* **Exercise requirements**: Copy the lines of the material that run from the one containing "In this photo, each instance of the green foliage" through the one containing "In this photo, each instance of the emerald", both included, and nothing else. Multiply every coordinate in those lines by 0.55 and round each result to a whole number, rounding halves up, while leaving all other wording unchanged.

* **Raw data**:

····················

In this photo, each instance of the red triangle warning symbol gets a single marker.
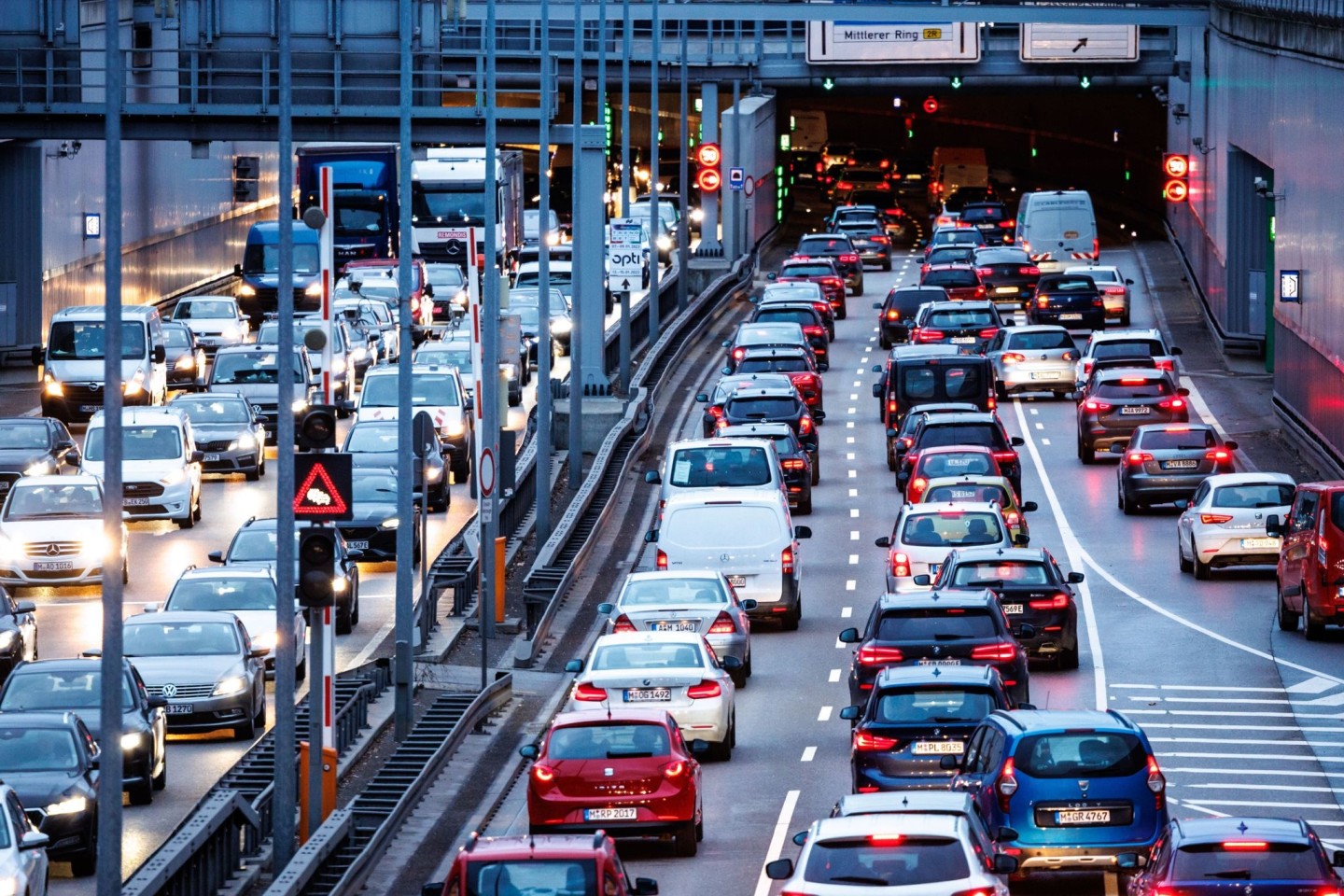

····················

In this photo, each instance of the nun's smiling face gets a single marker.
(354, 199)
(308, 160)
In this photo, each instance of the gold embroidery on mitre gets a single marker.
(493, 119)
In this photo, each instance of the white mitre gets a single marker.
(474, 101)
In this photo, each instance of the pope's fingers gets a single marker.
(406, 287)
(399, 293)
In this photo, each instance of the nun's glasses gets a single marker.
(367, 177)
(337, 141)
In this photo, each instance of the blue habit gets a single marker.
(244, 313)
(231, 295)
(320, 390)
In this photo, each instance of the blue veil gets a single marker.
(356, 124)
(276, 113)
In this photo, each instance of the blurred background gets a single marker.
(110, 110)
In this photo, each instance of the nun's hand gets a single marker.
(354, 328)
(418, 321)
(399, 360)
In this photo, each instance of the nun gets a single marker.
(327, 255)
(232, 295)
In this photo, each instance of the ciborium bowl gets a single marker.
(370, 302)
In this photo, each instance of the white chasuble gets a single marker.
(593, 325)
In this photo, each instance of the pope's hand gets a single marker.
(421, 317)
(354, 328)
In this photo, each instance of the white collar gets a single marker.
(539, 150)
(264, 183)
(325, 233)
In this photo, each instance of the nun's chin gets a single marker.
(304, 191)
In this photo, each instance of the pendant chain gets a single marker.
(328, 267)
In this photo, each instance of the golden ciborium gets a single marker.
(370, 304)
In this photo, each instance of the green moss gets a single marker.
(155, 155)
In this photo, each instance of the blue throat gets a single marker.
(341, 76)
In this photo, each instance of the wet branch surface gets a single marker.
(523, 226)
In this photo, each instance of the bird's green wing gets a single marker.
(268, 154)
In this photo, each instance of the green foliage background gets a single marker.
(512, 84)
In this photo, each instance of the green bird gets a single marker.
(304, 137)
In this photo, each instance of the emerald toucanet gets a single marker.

····················

* **Complete response**:
In this photo, each instance of the green foliage background gets a single marker.
(282, 46)
In this photo, each instance of the green bird gets a single marker.
(167, 75)
In this photo, each instance of the emerald toucanet gets a single marker.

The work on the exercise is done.